▶

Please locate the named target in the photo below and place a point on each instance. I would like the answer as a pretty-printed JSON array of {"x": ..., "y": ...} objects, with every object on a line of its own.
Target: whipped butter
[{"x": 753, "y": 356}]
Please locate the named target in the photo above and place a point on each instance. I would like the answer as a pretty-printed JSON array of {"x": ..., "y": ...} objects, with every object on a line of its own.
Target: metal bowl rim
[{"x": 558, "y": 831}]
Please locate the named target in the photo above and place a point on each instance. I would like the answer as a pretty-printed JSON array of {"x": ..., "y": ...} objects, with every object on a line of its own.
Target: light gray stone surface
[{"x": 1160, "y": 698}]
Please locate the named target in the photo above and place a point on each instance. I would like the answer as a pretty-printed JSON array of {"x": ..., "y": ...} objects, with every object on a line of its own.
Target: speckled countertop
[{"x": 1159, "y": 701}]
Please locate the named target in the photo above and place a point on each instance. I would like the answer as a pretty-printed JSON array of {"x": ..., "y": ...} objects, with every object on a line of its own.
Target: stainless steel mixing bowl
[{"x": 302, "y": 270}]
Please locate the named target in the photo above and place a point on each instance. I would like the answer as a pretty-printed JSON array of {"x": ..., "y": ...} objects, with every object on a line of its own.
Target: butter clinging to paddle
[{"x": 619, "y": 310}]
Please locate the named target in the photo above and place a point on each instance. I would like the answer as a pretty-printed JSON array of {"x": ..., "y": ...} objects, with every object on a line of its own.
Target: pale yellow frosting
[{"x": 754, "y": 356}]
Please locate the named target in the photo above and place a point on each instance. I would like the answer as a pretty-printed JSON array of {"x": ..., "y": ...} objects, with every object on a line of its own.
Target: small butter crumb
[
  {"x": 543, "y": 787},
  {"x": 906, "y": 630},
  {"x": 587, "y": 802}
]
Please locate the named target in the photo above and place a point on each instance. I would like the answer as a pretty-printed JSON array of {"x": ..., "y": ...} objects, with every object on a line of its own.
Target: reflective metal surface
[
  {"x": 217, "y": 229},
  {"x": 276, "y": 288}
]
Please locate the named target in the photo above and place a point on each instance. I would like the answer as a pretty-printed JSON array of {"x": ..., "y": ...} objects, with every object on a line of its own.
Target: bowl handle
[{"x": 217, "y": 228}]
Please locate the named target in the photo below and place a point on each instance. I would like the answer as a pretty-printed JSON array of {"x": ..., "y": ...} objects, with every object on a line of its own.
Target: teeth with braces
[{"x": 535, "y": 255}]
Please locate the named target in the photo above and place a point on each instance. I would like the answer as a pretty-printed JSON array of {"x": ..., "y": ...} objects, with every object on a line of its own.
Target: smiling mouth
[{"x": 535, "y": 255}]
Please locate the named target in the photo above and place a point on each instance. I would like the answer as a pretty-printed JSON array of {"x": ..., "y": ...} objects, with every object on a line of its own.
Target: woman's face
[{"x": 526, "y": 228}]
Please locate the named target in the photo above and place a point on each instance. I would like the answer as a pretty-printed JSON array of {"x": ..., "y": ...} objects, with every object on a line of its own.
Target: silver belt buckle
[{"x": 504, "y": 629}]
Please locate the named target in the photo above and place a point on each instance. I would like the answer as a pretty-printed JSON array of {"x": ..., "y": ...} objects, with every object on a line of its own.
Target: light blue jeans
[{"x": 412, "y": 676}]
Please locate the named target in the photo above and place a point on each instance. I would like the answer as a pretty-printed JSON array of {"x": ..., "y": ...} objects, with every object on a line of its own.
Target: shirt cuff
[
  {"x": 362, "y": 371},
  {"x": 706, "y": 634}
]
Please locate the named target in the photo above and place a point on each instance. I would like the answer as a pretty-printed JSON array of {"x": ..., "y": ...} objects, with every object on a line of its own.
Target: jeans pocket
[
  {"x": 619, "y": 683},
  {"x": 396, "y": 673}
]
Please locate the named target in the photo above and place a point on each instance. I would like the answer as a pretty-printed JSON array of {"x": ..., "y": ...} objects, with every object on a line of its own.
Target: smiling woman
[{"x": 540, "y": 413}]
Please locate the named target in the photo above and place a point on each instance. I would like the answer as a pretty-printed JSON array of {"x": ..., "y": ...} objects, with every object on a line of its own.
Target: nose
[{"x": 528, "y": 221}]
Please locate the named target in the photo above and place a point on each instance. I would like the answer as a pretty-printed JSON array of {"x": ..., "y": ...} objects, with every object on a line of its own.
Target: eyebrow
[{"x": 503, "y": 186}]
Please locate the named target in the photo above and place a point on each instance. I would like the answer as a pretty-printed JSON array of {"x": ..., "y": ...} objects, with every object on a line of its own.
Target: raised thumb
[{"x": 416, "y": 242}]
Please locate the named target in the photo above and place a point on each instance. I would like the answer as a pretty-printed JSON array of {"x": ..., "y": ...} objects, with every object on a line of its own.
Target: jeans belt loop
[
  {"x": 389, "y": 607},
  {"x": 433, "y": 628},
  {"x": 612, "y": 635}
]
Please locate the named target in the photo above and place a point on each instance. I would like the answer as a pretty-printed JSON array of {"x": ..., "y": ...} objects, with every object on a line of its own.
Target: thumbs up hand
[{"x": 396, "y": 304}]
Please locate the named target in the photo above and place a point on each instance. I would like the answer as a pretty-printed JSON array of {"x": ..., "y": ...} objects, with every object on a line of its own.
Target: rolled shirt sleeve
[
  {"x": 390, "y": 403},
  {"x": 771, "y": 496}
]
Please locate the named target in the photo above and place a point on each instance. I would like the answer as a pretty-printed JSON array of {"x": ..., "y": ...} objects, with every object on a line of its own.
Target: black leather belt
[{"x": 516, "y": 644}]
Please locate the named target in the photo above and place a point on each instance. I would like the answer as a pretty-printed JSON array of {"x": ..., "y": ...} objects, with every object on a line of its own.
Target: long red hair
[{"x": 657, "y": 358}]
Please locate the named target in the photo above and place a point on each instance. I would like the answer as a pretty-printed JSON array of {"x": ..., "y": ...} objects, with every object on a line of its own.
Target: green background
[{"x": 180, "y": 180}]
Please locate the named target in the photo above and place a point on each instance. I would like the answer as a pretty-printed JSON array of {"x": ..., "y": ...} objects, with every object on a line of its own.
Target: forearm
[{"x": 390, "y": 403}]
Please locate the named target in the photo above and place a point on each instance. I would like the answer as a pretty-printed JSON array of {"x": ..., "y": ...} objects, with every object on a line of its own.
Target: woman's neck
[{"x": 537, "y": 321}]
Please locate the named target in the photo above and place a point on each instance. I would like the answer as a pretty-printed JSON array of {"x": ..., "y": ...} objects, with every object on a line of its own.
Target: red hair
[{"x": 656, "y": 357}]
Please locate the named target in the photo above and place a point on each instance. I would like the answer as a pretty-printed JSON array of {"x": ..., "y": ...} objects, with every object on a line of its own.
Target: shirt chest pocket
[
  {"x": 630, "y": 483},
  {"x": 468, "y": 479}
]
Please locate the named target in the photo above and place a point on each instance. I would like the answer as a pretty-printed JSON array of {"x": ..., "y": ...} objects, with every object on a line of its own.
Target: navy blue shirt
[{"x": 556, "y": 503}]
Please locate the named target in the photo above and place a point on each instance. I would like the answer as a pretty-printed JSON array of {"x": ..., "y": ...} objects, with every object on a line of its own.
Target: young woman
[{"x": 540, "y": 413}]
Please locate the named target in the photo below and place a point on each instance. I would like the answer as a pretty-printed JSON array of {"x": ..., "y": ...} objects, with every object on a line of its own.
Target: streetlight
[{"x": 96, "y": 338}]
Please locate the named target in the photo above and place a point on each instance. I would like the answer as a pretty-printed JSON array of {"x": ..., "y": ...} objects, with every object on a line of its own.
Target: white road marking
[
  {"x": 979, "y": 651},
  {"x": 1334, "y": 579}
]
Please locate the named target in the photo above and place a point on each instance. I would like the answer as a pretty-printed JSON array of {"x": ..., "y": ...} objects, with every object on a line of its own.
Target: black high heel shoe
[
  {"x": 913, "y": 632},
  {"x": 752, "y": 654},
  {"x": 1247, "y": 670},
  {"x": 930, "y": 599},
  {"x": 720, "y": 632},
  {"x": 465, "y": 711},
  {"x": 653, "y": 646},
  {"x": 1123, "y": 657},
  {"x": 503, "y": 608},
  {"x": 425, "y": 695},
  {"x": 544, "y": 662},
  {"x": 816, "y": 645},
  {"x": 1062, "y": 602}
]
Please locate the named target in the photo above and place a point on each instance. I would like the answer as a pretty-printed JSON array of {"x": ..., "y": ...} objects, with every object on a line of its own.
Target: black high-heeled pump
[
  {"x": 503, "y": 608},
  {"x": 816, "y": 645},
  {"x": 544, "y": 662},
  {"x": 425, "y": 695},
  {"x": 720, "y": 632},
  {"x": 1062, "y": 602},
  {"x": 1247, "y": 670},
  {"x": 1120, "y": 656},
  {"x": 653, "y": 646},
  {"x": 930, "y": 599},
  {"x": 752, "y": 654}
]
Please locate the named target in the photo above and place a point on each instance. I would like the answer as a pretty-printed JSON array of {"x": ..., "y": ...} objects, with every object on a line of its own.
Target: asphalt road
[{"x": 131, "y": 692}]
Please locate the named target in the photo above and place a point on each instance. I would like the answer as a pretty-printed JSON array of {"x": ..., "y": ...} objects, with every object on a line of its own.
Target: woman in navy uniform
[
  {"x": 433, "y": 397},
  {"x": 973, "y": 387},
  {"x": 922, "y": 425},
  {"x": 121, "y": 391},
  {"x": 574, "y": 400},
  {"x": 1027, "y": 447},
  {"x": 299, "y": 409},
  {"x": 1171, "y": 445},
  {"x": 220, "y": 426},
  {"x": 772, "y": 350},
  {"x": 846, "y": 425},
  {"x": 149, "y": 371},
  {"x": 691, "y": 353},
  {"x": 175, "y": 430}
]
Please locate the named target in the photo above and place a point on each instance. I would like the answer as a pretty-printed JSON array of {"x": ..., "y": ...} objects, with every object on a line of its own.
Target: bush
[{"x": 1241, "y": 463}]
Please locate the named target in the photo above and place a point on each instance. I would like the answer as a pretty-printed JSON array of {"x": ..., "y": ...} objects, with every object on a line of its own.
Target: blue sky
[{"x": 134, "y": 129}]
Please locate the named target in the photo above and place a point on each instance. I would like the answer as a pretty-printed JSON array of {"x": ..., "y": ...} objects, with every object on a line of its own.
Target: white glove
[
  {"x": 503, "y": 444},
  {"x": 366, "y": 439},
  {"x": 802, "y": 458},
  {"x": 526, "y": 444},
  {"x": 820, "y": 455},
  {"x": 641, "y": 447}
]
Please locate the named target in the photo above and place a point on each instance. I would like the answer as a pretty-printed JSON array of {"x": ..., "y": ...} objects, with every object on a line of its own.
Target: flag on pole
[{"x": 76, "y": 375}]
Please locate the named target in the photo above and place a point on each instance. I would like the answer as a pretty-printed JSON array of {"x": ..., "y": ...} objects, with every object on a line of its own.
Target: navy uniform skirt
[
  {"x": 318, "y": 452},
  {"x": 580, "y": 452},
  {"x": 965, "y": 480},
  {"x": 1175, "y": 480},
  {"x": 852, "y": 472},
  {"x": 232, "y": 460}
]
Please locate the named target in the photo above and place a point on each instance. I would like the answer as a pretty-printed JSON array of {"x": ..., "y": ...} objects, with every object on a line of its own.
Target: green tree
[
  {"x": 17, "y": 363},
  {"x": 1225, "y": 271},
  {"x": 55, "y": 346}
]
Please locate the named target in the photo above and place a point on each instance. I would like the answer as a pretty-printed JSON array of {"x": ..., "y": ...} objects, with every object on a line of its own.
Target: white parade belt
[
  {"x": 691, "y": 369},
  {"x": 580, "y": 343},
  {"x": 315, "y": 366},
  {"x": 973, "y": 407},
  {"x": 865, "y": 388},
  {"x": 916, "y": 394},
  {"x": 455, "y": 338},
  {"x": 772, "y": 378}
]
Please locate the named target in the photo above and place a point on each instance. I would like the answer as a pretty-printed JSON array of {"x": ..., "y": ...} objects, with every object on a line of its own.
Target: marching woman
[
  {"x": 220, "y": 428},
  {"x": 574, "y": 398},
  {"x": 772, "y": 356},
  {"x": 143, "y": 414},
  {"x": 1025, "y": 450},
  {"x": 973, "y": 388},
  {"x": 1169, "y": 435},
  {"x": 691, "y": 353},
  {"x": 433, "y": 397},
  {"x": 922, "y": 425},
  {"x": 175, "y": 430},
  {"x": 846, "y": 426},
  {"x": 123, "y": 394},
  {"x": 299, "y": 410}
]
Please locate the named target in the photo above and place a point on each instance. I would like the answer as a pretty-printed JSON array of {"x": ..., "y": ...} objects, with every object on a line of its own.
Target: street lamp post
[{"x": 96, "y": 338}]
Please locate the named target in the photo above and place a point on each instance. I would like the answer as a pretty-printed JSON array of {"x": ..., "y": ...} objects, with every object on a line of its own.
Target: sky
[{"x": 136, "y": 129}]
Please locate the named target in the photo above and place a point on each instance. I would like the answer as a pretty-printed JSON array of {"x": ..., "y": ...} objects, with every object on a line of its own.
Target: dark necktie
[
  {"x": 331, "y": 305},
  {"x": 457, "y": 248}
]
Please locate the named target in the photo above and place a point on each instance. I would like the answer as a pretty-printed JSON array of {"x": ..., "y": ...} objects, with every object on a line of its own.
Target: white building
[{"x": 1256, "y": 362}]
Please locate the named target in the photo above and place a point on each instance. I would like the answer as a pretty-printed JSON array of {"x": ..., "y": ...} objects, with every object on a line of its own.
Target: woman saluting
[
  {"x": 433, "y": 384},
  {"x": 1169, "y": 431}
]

◀

Directions for this task -
Every line from the one that has "Target: street lamp post" down to the last line above must be written out exactly, with both ends included and nothing else.

Response for this exercise -
Target: street lamp post
[{"x": 96, "y": 338}]
Please locate the named target in the photo above and place a point on each instance. I would like the answer as a pretty-printed JSON array of {"x": ..., "y": ...} objects, with every object on a line of its own.
Target: sky
[{"x": 136, "y": 129}]
Please locate the named target in the photo above and place a point on each instance. I would like the answer as a pretty-printed JSON array of {"x": ..., "y": ...} objects, with every object on a line of its own.
Target: dark necktie
[
  {"x": 331, "y": 305},
  {"x": 457, "y": 248}
]
Please locate the named target in the photo above and place a point on each instance. I would like the answer as a pretty-printed JSON array of {"x": ..., "y": ...} objects, with every object on a line of its own.
Target: white building
[{"x": 1256, "y": 362}]
Please locate the named target in the photo above and place a point on each instance. I would like the answer as a pretty-printed JSON array of {"x": ..., "y": ...} objects, with every object on a line of its own.
Target: woman saluting
[
  {"x": 433, "y": 384},
  {"x": 1169, "y": 431}
]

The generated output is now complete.